§ Region pointing data

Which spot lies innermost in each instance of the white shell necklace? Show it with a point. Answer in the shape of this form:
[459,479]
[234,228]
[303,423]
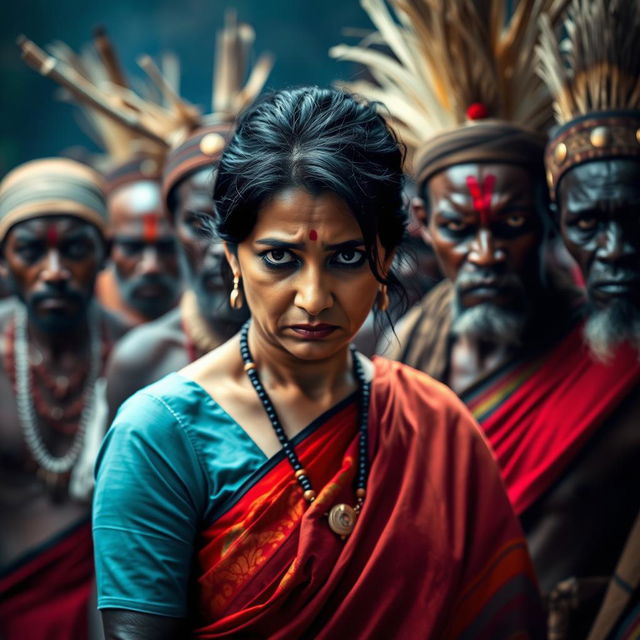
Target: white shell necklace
[26,410]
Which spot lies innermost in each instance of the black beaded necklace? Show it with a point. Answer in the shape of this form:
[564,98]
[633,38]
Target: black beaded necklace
[342,517]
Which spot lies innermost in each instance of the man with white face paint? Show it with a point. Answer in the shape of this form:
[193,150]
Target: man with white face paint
[144,253]
[504,333]
[143,281]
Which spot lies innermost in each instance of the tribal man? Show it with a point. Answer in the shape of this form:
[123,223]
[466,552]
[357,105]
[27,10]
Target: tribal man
[505,331]
[143,279]
[205,318]
[144,254]
[52,395]
[593,169]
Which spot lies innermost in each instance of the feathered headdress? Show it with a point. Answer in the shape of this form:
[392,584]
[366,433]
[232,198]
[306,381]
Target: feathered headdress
[451,62]
[594,76]
[126,119]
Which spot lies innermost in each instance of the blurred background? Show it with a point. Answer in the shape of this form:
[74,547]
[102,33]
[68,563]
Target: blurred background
[35,123]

§ Task prompt
Every line of the records above should be reproduced exactly, with no pictures included.

§ Your response
Which spot lies innermost in each instance of the white shell necklace? Show it with a point. Answer in the shape of this form:
[459,479]
[234,228]
[303,423]
Target: white shell necklace
[26,410]
Which spot lies innermost in each instance of the black beaded necklace? Show it with a point. Answer in the shape of this form:
[564,98]
[633,38]
Target: black beaded necklace
[342,517]
Which spot lies innermost in each instance of the man with white face paint? Show it with a point. Answer in the shape of this form:
[193,150]
Target: man with white face paint
[144,253]
[504,333]
[143,281]
Which spot lies innermost in each instance of the tribal man? Show it with a point. Answer in the shape of this form:
[123,223]
[466,552]
[357,105]
[27,10]
Target: tribal man
[505,331]
[143,279]
[205,318]
[144,254]
[52,395]
[593,169]
Which spot lies innermost in each instance of the feathered headdress? Show it with a point. Answer in the shape of this form:
[392,584]
[366,433]
[232,198]
[306,381]
Target: feathered headdress
[451,62]
[594,76]
[126,119]
Which spot lies innermost in each instance of the blurred background? Show it with a point. Answer in the shape of this form:
[74,547]
[102,33]
[68,563]
Target: blurred background
[35,123]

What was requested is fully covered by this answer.